* [Stored data]
***

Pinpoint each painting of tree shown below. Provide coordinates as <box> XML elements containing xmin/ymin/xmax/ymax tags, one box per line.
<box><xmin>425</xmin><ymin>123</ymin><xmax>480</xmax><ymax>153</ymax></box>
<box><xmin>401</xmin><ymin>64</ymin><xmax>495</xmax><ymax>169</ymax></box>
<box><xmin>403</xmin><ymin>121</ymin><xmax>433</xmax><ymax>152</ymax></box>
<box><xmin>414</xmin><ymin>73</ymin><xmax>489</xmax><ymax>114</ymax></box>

***

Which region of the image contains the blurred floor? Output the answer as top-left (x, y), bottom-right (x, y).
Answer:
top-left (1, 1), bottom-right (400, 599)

***

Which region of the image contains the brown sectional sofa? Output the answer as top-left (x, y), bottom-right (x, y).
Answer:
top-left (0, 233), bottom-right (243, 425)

***

* [Work instruction] Copy all lines of the material above where the string "Which" occurs.

* [Solution to the problem]
Which region of the image contains the blurred floor? Output the answer as top-left (x, y), bottom-right (x, y).
Which region of the image contains the brown sectional sofa? Output the answer as top-left (x, y), bottom-right (x, y).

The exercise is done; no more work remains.